> [EXCERPTED TEXT]:
________________
The US world of philanthropy continues to spearhead innovative and effective approaches, placing it ahead of the curve compared to many countries. Yet, about three years ago some experts started raising some valid concerns.
Critics like Stanford Professor Steve Reich have argued, “The ultra-rich are failing democracy,” (Why Philanthropy Is Failing Democracy and How It Can Do Better”, 2018). Others have disapproved of donor advised funds, a giving vehicle run by financial firms such as Fidelity or Vanguard, which have stockpiled billions of dollars in donated funds with no timeline for putting them to philanthropic use – whereas private nonoperating foundations must distribute five percent of their net investment assets’ value annually. What’s more, foundations and philanthropists have often faced criticism for being too top-down and closed door, failing to provide more flexible grants and sufficient overhead to end the “Starvation Cycle” – a term that refers to the chronic underfunding of indirect costs. There have also been long-standing concerns around foundations not showing enough interest in making their boards more diverse.
The criticism persists, yet it will most definitely take a backseat during the COVID-19 pandemic. US philanthropy has stepped up in a major way and did so swiftly. “So far, philanthropy has proven itself to be responsive, human-centered, and essential in this crisis,” said Olga Tarasov, Director at Rockefeller Philanthropy Advisors, one or the many consultancies advising philanthropists. David Callahan, one of the influencers in articulating the growing frustration agrees: “Right now, communities across the United States are being reminded of philanthropy’s vital role.”
During the current crisis, many foundations are truly helping their grantees by being more flexible. The President of the Ford Foundation said in a statement, “We want to provide you with maximum flexibility in how you use our funds in this time of extraordinary challenge. We know that ‘one size will not fit all’ so our program officers plan to reach out to you individually to work on the best ways in which we can support you.”
________________
> [PROBLEM REQUIREMENTS]: List every person whom the article on US philanthropy identifies by full name.

> [DATA RECORDS]:
________________
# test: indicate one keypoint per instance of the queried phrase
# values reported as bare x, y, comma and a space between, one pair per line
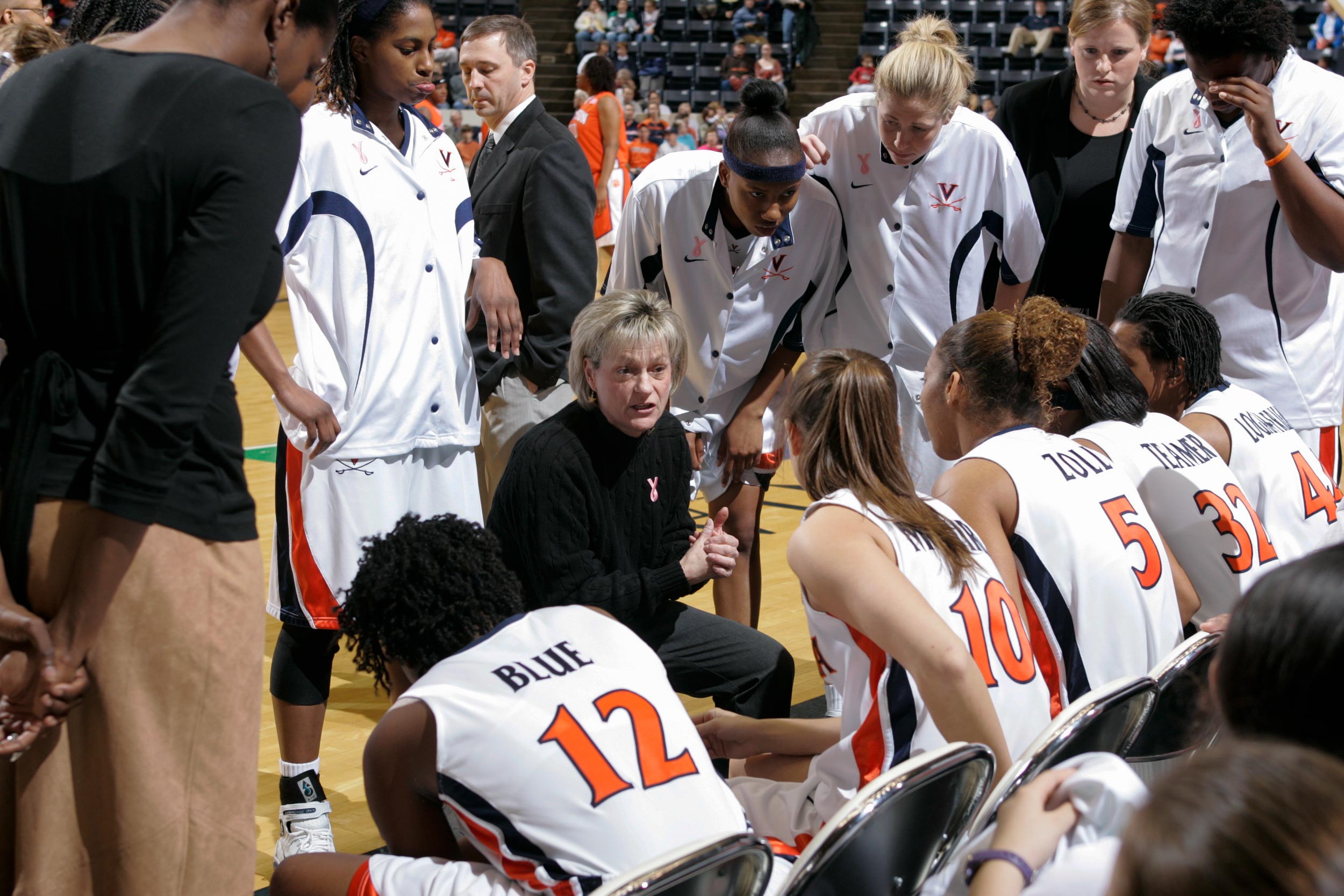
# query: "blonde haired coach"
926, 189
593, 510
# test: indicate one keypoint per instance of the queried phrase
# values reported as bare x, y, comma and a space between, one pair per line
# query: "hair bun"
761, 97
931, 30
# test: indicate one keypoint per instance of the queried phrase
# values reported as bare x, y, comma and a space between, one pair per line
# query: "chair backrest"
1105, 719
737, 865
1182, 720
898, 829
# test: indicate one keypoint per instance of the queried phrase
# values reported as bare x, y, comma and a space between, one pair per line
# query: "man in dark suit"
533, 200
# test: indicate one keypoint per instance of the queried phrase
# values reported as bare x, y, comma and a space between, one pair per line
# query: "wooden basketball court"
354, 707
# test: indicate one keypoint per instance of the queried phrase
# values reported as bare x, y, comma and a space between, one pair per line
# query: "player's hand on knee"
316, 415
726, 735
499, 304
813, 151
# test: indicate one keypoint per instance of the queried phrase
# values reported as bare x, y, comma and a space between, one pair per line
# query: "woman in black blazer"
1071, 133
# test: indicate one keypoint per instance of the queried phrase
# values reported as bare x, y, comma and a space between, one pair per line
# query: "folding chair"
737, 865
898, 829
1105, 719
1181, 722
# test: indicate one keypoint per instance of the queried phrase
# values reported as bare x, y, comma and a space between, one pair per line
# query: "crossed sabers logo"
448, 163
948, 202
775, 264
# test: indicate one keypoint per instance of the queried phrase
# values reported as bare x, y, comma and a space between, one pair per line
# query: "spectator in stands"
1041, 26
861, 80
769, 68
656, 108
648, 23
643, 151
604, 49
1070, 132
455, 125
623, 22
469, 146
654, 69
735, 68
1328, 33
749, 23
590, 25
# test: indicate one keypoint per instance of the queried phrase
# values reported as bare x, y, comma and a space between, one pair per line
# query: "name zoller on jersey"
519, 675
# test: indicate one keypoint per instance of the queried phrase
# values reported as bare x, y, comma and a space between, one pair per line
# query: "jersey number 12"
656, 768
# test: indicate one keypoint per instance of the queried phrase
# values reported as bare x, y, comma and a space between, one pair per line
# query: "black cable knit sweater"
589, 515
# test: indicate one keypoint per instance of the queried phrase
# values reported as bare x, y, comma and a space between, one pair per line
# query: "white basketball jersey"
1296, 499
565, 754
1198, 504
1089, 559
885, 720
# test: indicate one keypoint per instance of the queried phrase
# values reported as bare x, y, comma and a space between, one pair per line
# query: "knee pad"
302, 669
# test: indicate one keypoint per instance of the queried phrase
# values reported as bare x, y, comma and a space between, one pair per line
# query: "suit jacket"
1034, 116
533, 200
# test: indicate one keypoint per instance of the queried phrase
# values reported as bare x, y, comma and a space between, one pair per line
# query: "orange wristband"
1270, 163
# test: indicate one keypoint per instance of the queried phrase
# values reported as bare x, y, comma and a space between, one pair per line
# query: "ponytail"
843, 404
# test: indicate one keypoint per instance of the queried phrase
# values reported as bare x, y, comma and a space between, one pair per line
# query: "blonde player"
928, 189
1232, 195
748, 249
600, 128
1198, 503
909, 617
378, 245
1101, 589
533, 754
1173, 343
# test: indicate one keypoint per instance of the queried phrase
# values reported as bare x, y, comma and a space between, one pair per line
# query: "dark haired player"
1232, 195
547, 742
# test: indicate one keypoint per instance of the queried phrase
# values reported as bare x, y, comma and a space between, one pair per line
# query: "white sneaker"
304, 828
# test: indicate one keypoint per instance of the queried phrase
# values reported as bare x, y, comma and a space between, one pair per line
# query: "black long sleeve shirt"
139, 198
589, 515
________________
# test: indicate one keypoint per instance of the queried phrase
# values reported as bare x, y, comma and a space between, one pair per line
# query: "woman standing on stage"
________________
> [COMPLETED EXERCISE]: Steve Reich, Olga Tarasov, David Callahan